[Start READING PASSAGE]

The housing market has slowed down somewhat this year, due in large part to the fact that consumers' tastes seem to be shifting away from the refinances that dominated the post-recession years, and toward purchases. That trend held more or less steady in August – the latest month for which data was available – indicating little change on a monthly basis.

For the month of August, purchases made up nearly 2 out of every 3 home loans closed by lenders, according to the latest Origination Insight Report from Ellie Mae. That's down very slightly from 67 percent in July, but up appreciably from 57 percent in the same month last year. As a result, that means refinances comprised 33 percent of the home loan market, up from 32 percent but down from 43 percent on those same respective timeframes.

[End READING PASSAGE]
[Start LISTED RECORDS]

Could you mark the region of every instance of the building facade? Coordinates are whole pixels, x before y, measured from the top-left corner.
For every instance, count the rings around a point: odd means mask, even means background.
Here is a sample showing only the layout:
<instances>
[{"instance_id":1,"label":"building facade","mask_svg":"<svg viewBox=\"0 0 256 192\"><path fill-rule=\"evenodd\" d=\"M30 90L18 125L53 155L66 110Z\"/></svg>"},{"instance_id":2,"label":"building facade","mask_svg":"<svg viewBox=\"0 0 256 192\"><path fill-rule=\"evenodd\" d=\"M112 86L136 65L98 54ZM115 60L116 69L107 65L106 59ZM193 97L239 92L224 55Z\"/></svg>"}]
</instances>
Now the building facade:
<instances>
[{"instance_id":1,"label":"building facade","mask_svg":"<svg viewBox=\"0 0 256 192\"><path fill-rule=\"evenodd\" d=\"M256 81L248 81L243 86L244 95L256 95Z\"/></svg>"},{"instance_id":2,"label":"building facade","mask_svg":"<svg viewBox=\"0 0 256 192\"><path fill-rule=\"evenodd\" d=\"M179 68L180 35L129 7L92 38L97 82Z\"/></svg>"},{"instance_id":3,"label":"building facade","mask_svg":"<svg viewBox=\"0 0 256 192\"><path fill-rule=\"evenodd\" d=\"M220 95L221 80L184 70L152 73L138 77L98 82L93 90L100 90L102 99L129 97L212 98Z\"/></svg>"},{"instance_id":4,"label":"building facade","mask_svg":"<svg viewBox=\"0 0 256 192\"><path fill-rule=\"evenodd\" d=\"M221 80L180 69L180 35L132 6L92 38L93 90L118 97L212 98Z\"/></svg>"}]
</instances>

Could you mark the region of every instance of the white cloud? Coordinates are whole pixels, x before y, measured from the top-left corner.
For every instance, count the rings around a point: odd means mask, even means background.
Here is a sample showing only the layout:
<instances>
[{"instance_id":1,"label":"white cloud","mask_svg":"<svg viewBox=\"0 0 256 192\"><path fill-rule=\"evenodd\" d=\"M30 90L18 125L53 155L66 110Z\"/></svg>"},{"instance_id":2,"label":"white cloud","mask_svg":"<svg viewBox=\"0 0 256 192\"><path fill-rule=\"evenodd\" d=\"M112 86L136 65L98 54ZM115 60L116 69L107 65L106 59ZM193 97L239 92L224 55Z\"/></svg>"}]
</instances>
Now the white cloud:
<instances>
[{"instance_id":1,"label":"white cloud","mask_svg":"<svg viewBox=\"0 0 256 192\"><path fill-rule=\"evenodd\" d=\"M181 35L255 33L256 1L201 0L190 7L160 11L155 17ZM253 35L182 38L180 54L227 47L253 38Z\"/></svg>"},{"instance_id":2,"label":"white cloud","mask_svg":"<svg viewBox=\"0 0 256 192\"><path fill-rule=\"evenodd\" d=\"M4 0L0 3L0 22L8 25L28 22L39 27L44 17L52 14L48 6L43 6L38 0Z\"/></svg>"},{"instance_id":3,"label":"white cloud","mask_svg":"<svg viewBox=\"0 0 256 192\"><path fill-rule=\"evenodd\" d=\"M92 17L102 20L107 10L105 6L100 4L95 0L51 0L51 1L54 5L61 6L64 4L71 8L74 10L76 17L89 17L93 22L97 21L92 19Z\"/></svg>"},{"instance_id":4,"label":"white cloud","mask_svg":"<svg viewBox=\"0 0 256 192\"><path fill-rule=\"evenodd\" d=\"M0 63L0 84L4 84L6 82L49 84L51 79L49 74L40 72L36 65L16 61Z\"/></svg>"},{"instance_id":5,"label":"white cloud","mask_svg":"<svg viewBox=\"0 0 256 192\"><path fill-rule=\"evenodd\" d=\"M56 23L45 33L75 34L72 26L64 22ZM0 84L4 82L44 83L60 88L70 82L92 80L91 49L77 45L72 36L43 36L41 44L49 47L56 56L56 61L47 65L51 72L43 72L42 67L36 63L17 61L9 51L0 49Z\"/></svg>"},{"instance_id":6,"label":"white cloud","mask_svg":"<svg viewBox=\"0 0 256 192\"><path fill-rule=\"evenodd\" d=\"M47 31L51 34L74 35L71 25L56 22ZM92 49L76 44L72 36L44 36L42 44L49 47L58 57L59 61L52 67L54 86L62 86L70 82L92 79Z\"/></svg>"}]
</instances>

[End LISTED RECORDS]

* _EXERCISE 1_
According to the housing market text, what share of the home loan market did refinances make up in August?
* _EXERCISE 2_
Sum up the housing market text in two sentences.
* _EXERCISE 3_
In the housing market text, write out the part from "The housing market" to "a monthly basis." again, substituting "refinancings" for "refinances".

* _REPLY 1_
Refinances made up 33 percent of the home loan market in August.

* _REPLY 2_
The housing market has slowed this year as consumers shift away from refinances and toward purchases, a trend that held roughly steady in August. Purchases made up nearly two out of three home loans closed that month, slightly below July's 67 percent but well above 57 percent a year earlier, while refinances made up 33 percent.

* _REPLY 3_
The housing market has slowed down somewhat this year, due in large part to the fact that consumers' tastes seem to be shifting away from the refinancings that dominated the post-recession years, and toward purchases. That trend held more or less steady in August – the latest month for which data was available – indicating little change on a monthly basis.